--- Point localization data ---
^^^^^^^^
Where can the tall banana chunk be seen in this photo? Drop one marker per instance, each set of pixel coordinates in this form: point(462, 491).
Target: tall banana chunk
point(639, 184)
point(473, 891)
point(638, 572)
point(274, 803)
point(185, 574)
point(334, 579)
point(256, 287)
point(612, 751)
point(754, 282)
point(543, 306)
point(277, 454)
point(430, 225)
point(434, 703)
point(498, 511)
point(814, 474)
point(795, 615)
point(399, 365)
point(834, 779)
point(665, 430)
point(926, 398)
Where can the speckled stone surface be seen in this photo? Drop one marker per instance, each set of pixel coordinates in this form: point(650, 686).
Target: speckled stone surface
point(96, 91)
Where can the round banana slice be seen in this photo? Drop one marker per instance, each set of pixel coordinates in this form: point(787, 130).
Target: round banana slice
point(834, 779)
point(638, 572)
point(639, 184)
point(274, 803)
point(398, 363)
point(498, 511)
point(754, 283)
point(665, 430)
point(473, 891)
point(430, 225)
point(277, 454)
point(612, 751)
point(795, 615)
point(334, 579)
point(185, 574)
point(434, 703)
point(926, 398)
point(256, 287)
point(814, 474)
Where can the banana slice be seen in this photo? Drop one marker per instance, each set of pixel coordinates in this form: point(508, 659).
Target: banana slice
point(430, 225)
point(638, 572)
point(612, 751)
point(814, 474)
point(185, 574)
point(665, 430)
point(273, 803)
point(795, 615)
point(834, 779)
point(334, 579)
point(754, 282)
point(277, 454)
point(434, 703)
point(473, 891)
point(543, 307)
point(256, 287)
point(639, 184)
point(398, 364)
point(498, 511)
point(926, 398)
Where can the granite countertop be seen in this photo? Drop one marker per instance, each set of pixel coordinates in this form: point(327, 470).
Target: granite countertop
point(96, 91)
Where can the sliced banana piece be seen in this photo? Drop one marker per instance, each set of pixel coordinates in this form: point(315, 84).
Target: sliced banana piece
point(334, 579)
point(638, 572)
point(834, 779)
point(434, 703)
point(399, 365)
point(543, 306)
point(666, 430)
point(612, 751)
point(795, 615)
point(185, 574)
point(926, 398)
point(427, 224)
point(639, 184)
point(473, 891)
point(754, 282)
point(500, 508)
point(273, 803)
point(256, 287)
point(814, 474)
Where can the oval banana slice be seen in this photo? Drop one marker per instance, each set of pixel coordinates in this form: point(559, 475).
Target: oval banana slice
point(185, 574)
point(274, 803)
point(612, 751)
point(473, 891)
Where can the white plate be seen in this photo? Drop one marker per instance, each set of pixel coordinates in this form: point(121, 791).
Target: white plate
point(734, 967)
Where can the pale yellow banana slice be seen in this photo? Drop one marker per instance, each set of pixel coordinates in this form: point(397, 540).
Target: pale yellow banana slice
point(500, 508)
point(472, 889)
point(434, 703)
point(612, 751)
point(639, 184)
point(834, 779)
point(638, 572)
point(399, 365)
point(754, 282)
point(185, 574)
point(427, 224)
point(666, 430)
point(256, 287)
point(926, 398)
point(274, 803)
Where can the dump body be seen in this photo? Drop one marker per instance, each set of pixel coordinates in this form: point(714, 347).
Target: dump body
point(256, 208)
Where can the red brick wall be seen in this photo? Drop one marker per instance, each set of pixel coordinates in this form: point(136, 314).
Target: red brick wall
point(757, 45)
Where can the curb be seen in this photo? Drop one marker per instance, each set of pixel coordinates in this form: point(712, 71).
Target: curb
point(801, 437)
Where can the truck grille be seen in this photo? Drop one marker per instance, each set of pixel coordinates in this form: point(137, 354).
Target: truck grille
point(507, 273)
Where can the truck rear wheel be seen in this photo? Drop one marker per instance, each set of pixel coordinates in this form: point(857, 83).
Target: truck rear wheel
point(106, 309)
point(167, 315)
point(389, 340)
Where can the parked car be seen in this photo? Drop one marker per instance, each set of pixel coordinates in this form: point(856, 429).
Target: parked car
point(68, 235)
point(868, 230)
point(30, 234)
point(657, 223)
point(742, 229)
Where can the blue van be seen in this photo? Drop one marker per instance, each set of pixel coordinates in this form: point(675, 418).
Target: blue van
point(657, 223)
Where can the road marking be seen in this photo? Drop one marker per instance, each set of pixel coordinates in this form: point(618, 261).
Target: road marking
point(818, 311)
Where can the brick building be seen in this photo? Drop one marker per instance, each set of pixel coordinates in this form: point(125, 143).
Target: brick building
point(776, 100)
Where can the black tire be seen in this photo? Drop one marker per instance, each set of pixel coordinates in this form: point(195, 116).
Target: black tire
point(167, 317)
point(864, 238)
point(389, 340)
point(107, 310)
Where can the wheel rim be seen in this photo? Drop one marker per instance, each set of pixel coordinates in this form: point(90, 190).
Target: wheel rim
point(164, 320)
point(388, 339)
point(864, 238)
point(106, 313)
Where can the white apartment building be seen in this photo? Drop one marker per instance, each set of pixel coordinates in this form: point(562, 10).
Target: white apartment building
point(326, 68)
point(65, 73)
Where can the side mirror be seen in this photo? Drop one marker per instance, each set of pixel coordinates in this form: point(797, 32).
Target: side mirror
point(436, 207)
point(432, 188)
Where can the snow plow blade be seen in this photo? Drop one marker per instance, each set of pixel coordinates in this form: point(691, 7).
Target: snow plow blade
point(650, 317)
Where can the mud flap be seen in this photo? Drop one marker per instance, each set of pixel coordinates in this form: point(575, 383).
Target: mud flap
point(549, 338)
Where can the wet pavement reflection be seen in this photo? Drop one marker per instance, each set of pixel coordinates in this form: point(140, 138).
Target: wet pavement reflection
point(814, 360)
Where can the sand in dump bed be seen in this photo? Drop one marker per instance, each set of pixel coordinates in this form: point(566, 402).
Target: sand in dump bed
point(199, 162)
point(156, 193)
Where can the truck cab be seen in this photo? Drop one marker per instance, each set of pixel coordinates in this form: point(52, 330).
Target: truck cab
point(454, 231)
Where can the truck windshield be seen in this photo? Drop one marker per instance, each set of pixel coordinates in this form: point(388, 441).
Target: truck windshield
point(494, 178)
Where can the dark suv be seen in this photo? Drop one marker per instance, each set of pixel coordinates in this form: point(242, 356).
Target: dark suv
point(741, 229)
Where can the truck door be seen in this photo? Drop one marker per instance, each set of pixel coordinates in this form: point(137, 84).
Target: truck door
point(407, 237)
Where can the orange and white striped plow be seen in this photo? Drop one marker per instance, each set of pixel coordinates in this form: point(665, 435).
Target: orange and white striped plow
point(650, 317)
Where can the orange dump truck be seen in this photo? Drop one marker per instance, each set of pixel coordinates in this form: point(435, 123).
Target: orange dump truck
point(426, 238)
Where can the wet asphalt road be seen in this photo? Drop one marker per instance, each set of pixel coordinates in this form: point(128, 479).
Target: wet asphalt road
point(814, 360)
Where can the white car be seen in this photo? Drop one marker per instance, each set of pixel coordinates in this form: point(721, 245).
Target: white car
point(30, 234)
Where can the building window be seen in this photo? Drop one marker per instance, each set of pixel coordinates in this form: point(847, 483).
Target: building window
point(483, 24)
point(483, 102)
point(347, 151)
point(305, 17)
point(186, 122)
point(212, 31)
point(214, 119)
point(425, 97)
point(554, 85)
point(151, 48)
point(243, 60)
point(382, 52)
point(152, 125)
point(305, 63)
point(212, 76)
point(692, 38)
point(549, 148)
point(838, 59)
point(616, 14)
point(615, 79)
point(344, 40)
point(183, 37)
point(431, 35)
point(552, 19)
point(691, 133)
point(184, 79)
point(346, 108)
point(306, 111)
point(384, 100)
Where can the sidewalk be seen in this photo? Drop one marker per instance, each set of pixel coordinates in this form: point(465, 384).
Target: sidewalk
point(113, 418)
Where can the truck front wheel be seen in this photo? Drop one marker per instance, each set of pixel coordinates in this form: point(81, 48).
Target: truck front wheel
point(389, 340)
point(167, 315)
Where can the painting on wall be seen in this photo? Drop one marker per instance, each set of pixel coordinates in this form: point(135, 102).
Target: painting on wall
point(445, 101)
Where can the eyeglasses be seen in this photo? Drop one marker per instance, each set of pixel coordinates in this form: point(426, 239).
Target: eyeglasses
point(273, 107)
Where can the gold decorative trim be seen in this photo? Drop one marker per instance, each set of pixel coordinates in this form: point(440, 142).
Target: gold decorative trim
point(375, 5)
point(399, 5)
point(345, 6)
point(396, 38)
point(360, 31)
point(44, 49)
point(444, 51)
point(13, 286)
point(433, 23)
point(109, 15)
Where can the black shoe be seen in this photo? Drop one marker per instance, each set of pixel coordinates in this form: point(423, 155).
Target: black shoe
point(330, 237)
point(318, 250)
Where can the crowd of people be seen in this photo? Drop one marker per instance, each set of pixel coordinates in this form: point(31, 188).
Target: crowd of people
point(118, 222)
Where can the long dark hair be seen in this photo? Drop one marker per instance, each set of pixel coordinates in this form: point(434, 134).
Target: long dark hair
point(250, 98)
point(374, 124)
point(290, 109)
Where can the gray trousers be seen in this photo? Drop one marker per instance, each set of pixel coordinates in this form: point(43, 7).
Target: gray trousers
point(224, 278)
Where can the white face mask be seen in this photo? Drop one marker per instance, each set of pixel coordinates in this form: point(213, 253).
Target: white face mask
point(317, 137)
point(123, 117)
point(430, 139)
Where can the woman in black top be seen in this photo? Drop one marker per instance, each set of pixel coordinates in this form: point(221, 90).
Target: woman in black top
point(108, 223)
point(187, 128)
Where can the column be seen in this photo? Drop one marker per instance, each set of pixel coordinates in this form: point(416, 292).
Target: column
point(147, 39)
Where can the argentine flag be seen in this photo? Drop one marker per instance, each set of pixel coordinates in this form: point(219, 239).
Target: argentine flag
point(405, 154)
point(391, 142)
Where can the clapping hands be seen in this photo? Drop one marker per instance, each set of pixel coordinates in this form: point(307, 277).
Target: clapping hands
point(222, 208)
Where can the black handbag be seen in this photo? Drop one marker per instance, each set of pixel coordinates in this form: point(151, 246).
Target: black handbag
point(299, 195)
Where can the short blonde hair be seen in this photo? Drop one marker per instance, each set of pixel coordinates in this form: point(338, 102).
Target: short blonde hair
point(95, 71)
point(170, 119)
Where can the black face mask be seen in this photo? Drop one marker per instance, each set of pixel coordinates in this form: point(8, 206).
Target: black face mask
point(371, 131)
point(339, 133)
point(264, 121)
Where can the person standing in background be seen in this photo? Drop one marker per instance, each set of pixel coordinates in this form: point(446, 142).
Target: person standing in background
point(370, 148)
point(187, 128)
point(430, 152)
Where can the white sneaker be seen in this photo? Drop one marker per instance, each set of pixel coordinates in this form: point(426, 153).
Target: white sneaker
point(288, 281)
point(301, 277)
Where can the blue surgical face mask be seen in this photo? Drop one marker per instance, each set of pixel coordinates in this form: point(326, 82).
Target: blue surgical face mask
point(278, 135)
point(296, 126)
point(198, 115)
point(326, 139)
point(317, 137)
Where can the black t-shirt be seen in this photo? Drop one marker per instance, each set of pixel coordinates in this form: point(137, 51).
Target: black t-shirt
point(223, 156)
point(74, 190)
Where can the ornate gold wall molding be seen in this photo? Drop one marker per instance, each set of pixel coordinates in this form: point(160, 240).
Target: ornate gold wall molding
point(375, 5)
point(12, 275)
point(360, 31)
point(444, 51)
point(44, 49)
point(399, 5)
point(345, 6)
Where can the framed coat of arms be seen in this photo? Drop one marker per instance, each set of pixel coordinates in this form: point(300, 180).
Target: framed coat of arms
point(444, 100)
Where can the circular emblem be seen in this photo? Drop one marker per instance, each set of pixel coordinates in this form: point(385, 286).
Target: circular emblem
^^^^^^^^
--- The problem ---
Give an exact copy of the lines above, from the top of the records to the line that contains "Where can the speckled", taking in both ends.

--- Solution for this task ---
Where can the tall banana chunk be seen in this photo? Drop one marker per instance, each set of pixel coordinates in this form: point(462, 491).
Target: tall banana chunk
point(639, 184)
point(473, 891)
point(638, 572)
point(274, 803)
point(185, 574)
point(334, 579)
point(256, 287)
point(612, 751)
point(754, 282)
point(543, 306)
point(277, 454)
point(430, 225)
point(434, 703)
point(498, 511)
point(814, 474)
point(795, 615)
point(399, 365)
point(834, 779)
point(665, 430)
point(926, 398)
Where can the speckled stone surface be seen in this photo? Drop one marker per instance, each set of pixel coordinates in this form: point(650, 686).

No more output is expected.